DESCRIPTION OF THE TASK ::
Note each line of the entries that includes "clicks". Then copy those lines.
□ □ □ □ □
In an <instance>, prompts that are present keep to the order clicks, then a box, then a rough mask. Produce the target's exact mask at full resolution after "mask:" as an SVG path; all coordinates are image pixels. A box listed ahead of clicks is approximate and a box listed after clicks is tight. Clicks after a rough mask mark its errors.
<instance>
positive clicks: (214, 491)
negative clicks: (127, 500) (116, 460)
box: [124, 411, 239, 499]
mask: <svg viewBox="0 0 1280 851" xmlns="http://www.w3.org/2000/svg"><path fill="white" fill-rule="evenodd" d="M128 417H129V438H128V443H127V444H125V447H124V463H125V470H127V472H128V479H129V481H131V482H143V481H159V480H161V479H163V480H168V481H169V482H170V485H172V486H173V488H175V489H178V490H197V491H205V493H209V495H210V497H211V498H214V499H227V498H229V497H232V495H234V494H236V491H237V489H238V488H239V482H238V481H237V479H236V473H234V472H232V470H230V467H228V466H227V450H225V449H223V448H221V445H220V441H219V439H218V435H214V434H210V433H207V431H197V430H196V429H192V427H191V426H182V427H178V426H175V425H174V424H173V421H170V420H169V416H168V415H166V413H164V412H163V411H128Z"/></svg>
□ □ □ □ □
SOLUTION TO THIS TASK ::
In an <instance>, prompts that are present keep to the order clicks, then a box, then a rough mask. Produce the target's exact mask at full resolution after "mask:" as an SVG path; all coordinates are image pixels. A box listed ahead of clicks is approximate and a box listed after clicks is tight. Clicks after a rough mask mark its errors.
positive clicks: (214, 491)
negative clicks: (127, 500) (116, 460)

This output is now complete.